*Stated task*
Reproduce every one of the records below word for word, keeping each line as it stands.

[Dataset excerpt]
══════════════════════════════

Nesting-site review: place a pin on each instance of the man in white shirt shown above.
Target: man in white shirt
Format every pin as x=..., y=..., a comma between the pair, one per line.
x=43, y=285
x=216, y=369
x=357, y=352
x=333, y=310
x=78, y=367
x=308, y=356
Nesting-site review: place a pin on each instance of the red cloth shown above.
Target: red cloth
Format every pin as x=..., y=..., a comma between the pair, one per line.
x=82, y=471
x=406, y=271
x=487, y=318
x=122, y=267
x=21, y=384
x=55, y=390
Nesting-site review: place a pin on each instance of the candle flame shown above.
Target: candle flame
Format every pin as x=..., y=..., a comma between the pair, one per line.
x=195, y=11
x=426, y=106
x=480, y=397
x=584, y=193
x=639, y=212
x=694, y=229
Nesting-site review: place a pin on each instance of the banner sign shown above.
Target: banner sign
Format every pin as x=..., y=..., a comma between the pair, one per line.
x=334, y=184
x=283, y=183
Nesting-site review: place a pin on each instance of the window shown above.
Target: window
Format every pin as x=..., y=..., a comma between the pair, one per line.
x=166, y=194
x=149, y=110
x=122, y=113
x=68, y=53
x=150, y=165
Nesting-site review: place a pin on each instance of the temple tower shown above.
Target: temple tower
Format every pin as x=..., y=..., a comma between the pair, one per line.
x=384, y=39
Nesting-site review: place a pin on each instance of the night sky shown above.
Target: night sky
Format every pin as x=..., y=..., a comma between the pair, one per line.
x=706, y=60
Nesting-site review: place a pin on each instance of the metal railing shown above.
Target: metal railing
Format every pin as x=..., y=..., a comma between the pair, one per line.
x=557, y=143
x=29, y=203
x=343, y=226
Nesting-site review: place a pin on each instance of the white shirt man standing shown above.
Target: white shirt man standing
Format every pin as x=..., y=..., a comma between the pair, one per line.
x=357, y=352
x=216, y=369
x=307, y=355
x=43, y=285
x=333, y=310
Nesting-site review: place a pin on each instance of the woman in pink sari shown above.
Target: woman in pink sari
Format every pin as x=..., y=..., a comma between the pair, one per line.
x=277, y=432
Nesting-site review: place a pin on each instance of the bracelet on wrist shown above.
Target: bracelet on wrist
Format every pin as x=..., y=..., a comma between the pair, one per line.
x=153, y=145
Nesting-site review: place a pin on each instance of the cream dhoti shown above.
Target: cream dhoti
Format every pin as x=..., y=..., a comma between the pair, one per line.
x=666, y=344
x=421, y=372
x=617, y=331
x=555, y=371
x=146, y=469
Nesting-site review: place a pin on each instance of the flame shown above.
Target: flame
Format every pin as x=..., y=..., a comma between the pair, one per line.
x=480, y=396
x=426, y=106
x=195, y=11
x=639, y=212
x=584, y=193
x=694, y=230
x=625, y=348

══════════════════════════════

*Output*
Nesting-site review: place a pin on each instance of the man in white shirt shown above.
Target: man in white shirt
Format every pin as x=..., y=..., a comma between the pair, one per line.
x=43, y=285
x=216, y=369
x=357, y=352
x=333, y=310
x=78, y=367
x=308, y=356
Nesting-site review: place a pin on each instance of the red cloth shown above.
Target: red cloth
Format every pin as x=..., y=..., a comma between the pair, one per line.
x=82, y=471
x=406, y=271
x=487, y=318
x=122, y=267
x=21, y=384
x=55, y=390
Nesting-site review: place a pin on each instance of the candle flame shown above.
Target: candle flame
Format every pin as x=..., y=..., a comma between the pair, one per line.
x=195, y=11
x=426, y=106
x=480, y=397
x=584, y=193
x=639, y=212
x=694, y=229
Nesting-site review: place a pin on each instance of the banner sign shown above.
Target: banner sign
Format every pin as x=..., y=..., a comma between the pair, one per line.
x=334, y=184
x=283, y=183
Nesting-site review: place a pin on each instance of the window shown above.
Target: window
Format every pin as x=..., y=..., a comma between the pair, one per line.
x=166, y=194
x=149, y=110
x=122, y=113
x=68, y=53
x=150, y=165
Nesting-site review: place a pin on each instance of the temple tower shown above.
Target: temple tower
Format every pin as x=..., y=..., a comma between the pair, one per line.
x=384, y=39
Nesting-site review: place a pin on each instance of the night sky shown above.
Target: night sky
Format every pin as x=..., y=..., a comma between the pair, one per line.
x=706, y=60
Nesting-site review: place a pin on each instance of the metal railing shown above.
Target: metal railing
Format every pin as x=..., y=..., a comma between the pair, one per line.
x=557, y=143
x=29, y=203
x=343, y=226
Nesting-site review: place a pin on each instance of the white shirt man standing shown above.
Target: white shirt man standing
Format every pin as x=..., y=..., a comma between the pair, one per line.
x=357, y=352
x=216, y=369
x=307, y=355
x=43, y=285
x=333, y=310
Nesting-site review: place a pin on each instance of the woman in pink sari shown above.
Target: woman in pink sari
Format every pin as x=..., y=..., a comma between the pair, one per line.
x=277, y=432
Nesting-site review: place a pin on each instance of the bracelet on wrist shown above.
Target: bracelet on wrist
Format every pin as x=..., y=..., a comma between the pair, one per line.
x=153, y=145
Nesting-site review: place a pin on each instance of the cream dhoti shown above.
Target: cream dhoti
Format every pin as x=..., y=..., a comma between the pair, one per line.
x=666, y=344
x=421, y=372
x=617, y=331
x=555, y=371
x=146, y=469
Nesting-site review: place a pin on each instance of the flame shown above.
Target: flame
Format every pin as x=..., y=..., a comma between the pair, one per line.
x=480, y=396
x=426, y=106
x=195, y=11
x=639, y=212
x=584, y=193
x=694, y=230
x=625, y=348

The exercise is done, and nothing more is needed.